**DIRECTION 1**. Rewrite the entries as a Markdown table with the columns n and Line, numbering each row and omitting blank lines. Begin at the line that contains "Target: <item>tall tree in background</item>" and stop after the line that contains "[[[211,27],[256,32],[255,0],[179,0],[181,6]]]".

External Finance Risks Accumulating: The downgrade of Laos'
Long-Term Foreign-Currency IDR reflects a further rise in external
liquidity risks, driven most recently by the spike in commodity
prices and tightening global financing conditions. Laos' external
debt repayment profile is challenging amid narrow financing
options, surging inflation, currency depreciation and low
foreign-exchange reserves. The Lao government has prioritised
repayment of private debt obligations in recent years, but we
believe risks are growing due to these external liquidity strains.

Intensifying External Liquidity Pressure: A higher import bill from
the surge in global commodity prices and high debt repayments have
driven up demand for foreign exchange amid increasingly scarce
supply. This has resulted in a sharp depreciation of the Lao kip
against the US dollar by almost 25% since February 2022 and 35%
since last year at the official rate. Rates in the parallel market
indicate even greater pressure, with the gap relative to the
official rate widening to 25% in June. The authorities have taken
steps that have stabilised the official rate since end-June, but
Fitch expects some further depreciation in the remainder of 2022.

Foreign-exchange reserves have remained stable at around USD1.2
billion through March 2022, despite the building pressure on the
currency. Nevertheless, reserve cover relative to imports (about
1.5 months of import cover) and external debt repayments is low.
Fitch forecasts foreign-exchange reserves to begin to decline
towards USD900 million by end-2022.

Wider Current Account Deficit: Fitch forecasts the current account
deficit to widen to 5% of GDP in 2022 from higher oil and other
import prices. Higher export earnings, especially from the
electricity sector, turned the current account to a surplus of 1.8%
of GDP in 2021 per official statistics, the basis of Fitch’s
forecasts; the IMF estimates a 5% deficit in 2021 based on its
assessment of an undercounting of imports under official
statistics. Rising interest payments are adding to the deficit, but
we expect strong export performance to keep the deficit contained
at around 3.5% of GDP in 2023-2024.

**TASK INPUTS**.
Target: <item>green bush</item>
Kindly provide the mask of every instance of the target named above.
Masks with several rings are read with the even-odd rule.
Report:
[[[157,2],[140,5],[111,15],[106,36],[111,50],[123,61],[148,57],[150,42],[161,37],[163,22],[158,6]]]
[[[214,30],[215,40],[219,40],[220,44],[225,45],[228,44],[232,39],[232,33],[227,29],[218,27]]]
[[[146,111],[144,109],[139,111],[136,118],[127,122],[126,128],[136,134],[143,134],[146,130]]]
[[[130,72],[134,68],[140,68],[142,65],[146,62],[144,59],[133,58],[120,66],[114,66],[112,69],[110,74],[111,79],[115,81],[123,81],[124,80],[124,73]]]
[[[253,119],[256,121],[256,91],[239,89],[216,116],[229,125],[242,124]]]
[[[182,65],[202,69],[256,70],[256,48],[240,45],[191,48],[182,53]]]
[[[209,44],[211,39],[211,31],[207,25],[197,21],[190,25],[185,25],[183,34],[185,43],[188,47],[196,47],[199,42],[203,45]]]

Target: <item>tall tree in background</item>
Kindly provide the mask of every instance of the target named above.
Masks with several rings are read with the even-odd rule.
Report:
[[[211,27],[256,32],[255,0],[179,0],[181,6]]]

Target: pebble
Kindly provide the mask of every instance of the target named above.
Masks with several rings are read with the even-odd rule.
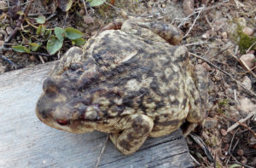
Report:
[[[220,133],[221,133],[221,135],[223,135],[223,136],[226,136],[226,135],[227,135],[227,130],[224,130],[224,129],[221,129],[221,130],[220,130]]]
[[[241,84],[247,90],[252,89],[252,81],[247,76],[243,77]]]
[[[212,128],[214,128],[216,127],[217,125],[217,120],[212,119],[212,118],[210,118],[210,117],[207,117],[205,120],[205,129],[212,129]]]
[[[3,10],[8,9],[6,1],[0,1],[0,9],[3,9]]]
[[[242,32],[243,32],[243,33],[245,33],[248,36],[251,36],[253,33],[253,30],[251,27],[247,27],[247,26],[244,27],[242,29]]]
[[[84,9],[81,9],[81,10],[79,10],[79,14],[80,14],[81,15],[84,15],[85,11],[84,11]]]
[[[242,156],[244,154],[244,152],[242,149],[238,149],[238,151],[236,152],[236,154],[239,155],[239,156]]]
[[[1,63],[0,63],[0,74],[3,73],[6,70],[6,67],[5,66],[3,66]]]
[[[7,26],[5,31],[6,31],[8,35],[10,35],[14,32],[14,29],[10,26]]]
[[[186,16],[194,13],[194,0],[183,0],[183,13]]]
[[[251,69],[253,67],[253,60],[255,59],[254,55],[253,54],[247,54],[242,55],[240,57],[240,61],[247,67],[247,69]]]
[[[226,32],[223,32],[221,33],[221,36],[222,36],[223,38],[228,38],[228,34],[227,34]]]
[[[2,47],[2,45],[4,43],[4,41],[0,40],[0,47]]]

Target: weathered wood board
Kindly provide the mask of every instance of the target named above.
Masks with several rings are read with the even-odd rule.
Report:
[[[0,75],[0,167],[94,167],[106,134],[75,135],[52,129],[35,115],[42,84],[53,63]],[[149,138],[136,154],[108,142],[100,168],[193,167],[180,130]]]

**DIRECTION 2**. Print the passage on Laos' external finances in full, word for word.

**WORKED SOLUTION 1**.
| n | Line |
|---|---|
| 1 | Target: <item>tall tree in background</item> |
| 2 | Kindly provide the mask of every instance of the target named above. |
| 3 | Masks with several rings are read with the even-odd rule. |
| 4 | Report: |
| 5 | [[[211,27],[256,32],[255,0],[179,0],[181,6]]] |

**WORKED SOLUTION 2**.
External Finance Risks Accumulating: The downgrade of Laos'
Long-Term Foreign-Currency IDR reflects a further rise in external
liquidity risks, driven most recently by the spike in commodity
prices and tightening global financing conditions. Laos' external
debt repayment profile is challenging amid narrow financing
options, surging inflation, currency depreciation and low
foreign-exchange reserves. The Lao government has prioritised
repayment of private debt obligations in recent years, but we
believe risks are growing due to these external liquidity strains.

Intensifying External Liquidity Pressure: A higher import bill from
the surge in global commodity prices and high debt repayments have
driven up demand for foreign exchange amid increasingly scarce
supply. This has resulted in a sharp depreciation of the Lao kip
against the US dollar by almost 25% since February 2022 and 35%
since last year at the official rate. Rates in the parallel market
indicate even greater pressure, with the gap relative to the
official rate widening to 25% in June. The authorities have taken
steps that have stabilised the official rate since end-June, but
Fitch expects some further depreciation in the remainder of 2022.

Foreign-exchange reserves have remained stable at around USD1.2
billion through March 2022, despite the building pressure on the
currency. Nevertheless, reserve cover relative to imports (about
1.5 months of import cover) and external debt repayments is low.
Fitch forecasts foreign-exchange reserves to begin to decline
towards USD900 million by end-2022.

Wider Current Account Deficit: Fitch forecasts the current account
deficit to widen to 5% of GDP in 2022 from higher oil and other
import prices. Higher export earnings, especially from the
electricity sector, turned the current account to a surplus of 1.8%
of GDP in 2021 per official statistics, the basis of Fitch’s
forecasts; the IMF estimates a 5% deficit in 2021 based on its
assessment of an undercounting of imports under official
statistics. Rising interest payments are adding to the deficit, but
we expect strong export performance to keep the deficit contained
at around 3.5% of GDP in 2023-2024.